◆ Data entries:
^^^^
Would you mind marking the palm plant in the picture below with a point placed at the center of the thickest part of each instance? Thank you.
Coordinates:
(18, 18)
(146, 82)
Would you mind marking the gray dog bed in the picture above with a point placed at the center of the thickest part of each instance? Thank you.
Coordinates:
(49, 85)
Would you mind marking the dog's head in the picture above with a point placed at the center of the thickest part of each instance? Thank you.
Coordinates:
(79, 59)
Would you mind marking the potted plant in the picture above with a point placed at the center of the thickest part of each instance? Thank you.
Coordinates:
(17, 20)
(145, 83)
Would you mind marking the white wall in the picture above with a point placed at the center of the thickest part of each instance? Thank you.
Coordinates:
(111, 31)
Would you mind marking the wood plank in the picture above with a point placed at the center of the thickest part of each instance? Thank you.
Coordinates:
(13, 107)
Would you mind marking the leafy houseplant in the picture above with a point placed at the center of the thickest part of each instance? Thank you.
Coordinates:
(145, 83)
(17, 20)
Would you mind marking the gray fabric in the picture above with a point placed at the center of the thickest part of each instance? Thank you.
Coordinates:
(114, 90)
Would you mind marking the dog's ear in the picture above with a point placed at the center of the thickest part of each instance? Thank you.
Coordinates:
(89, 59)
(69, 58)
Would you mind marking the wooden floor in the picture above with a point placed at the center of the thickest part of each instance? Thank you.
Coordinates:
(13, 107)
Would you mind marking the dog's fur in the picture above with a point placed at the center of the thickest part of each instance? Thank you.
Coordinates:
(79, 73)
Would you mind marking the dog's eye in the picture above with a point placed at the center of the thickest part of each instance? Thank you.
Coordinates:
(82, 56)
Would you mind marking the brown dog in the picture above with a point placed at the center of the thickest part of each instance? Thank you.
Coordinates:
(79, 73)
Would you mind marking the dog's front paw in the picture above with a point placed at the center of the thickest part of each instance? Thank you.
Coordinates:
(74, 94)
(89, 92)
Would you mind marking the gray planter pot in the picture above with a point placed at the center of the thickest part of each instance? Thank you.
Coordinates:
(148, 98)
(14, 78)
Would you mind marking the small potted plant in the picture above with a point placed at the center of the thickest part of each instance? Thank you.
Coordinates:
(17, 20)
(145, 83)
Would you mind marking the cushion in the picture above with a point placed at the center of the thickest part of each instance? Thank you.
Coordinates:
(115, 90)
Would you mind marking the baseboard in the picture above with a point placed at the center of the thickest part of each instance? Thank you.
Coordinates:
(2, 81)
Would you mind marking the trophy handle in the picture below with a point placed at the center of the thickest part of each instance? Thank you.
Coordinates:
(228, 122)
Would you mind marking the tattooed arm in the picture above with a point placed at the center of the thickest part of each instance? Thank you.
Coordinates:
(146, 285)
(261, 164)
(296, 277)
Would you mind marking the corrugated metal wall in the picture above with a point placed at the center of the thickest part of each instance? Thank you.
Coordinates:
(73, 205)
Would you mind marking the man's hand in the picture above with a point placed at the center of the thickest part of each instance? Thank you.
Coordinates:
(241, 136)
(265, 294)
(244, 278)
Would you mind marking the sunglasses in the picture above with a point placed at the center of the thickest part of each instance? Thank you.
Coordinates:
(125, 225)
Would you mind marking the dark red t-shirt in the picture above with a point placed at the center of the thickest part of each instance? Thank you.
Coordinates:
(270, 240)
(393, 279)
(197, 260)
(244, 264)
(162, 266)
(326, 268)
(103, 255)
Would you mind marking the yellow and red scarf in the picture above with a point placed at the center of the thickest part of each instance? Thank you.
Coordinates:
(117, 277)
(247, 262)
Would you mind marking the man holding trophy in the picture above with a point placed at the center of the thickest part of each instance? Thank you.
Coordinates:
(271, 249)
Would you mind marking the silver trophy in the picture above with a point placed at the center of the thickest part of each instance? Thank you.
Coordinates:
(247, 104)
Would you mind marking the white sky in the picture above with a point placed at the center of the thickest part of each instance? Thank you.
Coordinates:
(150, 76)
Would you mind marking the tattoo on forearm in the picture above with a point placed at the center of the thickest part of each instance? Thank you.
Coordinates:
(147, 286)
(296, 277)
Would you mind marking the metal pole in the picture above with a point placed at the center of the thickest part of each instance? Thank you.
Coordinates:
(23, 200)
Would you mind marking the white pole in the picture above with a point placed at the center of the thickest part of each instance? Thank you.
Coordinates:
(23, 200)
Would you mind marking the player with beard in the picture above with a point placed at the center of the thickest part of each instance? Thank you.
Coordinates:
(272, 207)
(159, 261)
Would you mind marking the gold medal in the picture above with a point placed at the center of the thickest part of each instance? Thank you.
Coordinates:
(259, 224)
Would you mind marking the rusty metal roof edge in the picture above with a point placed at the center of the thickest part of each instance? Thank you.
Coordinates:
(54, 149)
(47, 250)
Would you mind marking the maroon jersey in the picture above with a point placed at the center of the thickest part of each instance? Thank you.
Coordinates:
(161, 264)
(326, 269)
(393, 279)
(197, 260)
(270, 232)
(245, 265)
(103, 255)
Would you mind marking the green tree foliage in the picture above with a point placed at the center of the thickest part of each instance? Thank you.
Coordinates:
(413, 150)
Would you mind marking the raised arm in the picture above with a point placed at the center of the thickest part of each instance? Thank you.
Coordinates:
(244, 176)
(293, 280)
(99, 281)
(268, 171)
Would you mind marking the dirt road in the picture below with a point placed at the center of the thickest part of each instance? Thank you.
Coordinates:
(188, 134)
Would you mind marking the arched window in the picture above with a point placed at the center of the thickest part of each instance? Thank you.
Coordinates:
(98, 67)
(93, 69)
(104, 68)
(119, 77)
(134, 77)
^^^^
◆ WORK TASK:
Exact copies of all the entries above should be returned.

◆ ANSWER SPACE:
Would you mind marking the palm plant in the picture below with a point placed at the center of the thickest part of each instance? Thank you.
Coordinates:
(18, 18)
(146, 82)
Would you mind marking the gray dog bed in the picture above with a point placed at the center of the thickest part of each instance? Thank you.
Coordinates:
(49, 85)
Would you mind marking the dog's head in the picture above with a point placed at the center of the thickest part of each instance? Thank you.
Coordinates:
(79, 59)
Would you mind marking the potted plant in the picture above with a point placed at the center of the thickest part of each instance? Thank you.
Coordinates:
(17, 20)
(145, 83)
Would you mind marking the white wall in the picture above with a point placed at the center of the thickest part of each instance? Thank you.
Coordinates:
(111, 31)
Would you mind marking the wood plank in the picture above with a point placed at the center of the thickest part of each instance? Thank you.
Coordinates:
(13, 107)
Would you mind marking the leafy houseplant in the picture above with a point placed at the center of the thickest part of each instance? Thank you.
Coordinates:
(145, 83)
(17, 20)
Would you mind marking the gray fabric in the picture above with a point placed at the center of the thickest part of each instance? Thank you.
Coordinates:
(114, 90)
Would you mind marking the dog's ear in the picture above with a point placed at the center of the thickest part of each instance? Thank you.
Coordinates:
(89, 59)
(69, 58)
Would you mind marking the wooden floor in the picture above with a point placed at the center of the thickest part of each instance? Thank you.
Coordinates:
(13, 107)
Would you mind marking the dog's fur in the picture above with a point placed at the center of the thickest part of each instance? Thank you.
Coordinates:
(79, 73)
Would you mind marking the dog's eye in the picture above with a point placed at the center of the thickest part of each instance? Thank you.
Coordinates:
(82, 56)
Would you mind marking the brown dog in the picture above with a point placed at the center of the thickest part of each instance? Thank you.
Coordinates:
(79, 73)
Would you mind marking the dog's front paw in the picture above with a point placed at the center of the thickest part of each instance? Thank you.
Coordinates:
(74, 94)
(89, 92)
Would you mind marking the gray planter pot in the picture above with a point placed at the center of the thickest part of each instance? Thank you.
Coordinates:
(148, 98)
(14, 78)
Would you mind marking the small potted plant in the picture above with a point placed at the center of the thickest part of each instance? Thank you.
Coordinates:
(17, 20)
(145, 83)
Would you mind marking the cushion in the picture above with a point placed at the center of the thickest part of each instance? Thank you.
Coordinates:
(115, 90)
Would you mind marking the baseboard in the picture above with a point placed at the center of the thickest part of each instance? Thank you.
Coordinates:
(2, 81)
Would you mind marking the trophy handle in the picture below with a point placed at the center of the thickest part of each instance? Thank you.
Coordinates:
(228, 122)
Would you mind marking the tattooed arm in the picture above with a point placed at the center of the thickest part of each instance? Thank you.
Coordinates:
(146, 285)
(261, 164)
(296, 277)
Would you mind marking the corrugated metal wall in the picture above with a point placed at the center of the thickest part of each instance? Thank you.
Coordinates:
(73, 205)
Would you mind marking the man's hand in the picture above with a point placed at the center of the thickest part of each instance? Thank you.
Coordinates:
(241, 136)
(265, 294)
(244, 278)
Would you mind marking the sunglasses in the picture above with a point placed at the center of the thickest part of each instance? Thank you.
Coordinates:
(125, 225)
Would you mind marking the dark red t-shirt in the picture above with a point placed at the center of the thickest part of each instance? Thank you.
Coordinates:
(270, 240)
(393, 279)
(197, 260)
(244, 264)
(162, 266)
(326, 268)
(103, 255)
Would you mind marking the yellow and red scarf in the picture above with a point placed at the center of the thickest part of each instance? Thank you.
Coordinates:
(117, 277)
(247, 262)
Would you mind marking the man holding trophy in the picture above with a point placed at the center of the thickest part of each instance? Thank you.
Coordinates:
(271, 249)
Would you mind marking the silver trophy in the picture above with a point placed at the center of the thickest part of each instance? Thank you.
Coordinates:
(247, 104)
Would you mind marking the white sky in the picture above with a point placed at the center of the thickest part of each instance? Thank you.
Coordinates:
(150, 76)
Would you mind marking the tattoo on forearm in the picture above with a point placed at the center of the thickest part of each instance? Thank you.
Coordinates:
(147, 286)
(296, 277)
Would you mind marking the metal pole in the picture above with a point placed at the center of the thickest part of each instance? Thank you.
Coordinates:
(23, 200)
Would you mind marking the white pole in the picture above with a point placed at the center of the thickest part of each instance? Thank you.
Coordinates:
(23, 200)
Would you mind marking the player with beard in the picture above with a point placed at the center of the thickest part of each instance? Thank you.
Coordinates:
(272, 207)
(159, 261)
Would you mind marking the gold medal in the picture above with a point placed at the center of the thickest part of each instance? Thank you.
Coordinates:
(259, 224)
Would you mind marking the rusty metal roof edge in the picture above with a point placed at the center of the thickest part of each instance? Thank you.
Coordinates:
(54, 149)
(47, 250)
Would you mind marking the maroon jersey in the picture above with a point placed at the center of the thickest part of each instance? Thank you.
Coordinates:
(161, 264)
(326, 269)
(393, 279)
(197, 260)
(270, 232)
(245, 265)
(103, 255)
Would you mind marking the green tree foliage in the picture above with a point placed at the center of the thickest part of each instance? Thank you.
Coordinates:
(413, 150)
Would you mind marking the raised arm in the picture above with a point placed at the center of the thickest part of each instance? Thank you.
Coordinates:
(244, 176)
(293, 280)
(99, 281)
(268, 171)
Would you mind marking the dirt road in the picture below with a point placed at the center of the thickest part of each instance? Thank you.
Coordinates:
(188, 134)
Would you mind marking the arched window in the picture above with a point placed at the center of the thickest part of each instance? Thank you.
Coordinates:
(98, 67)
(93, 69)
(104, 68)
(119, 77)
(134, 77)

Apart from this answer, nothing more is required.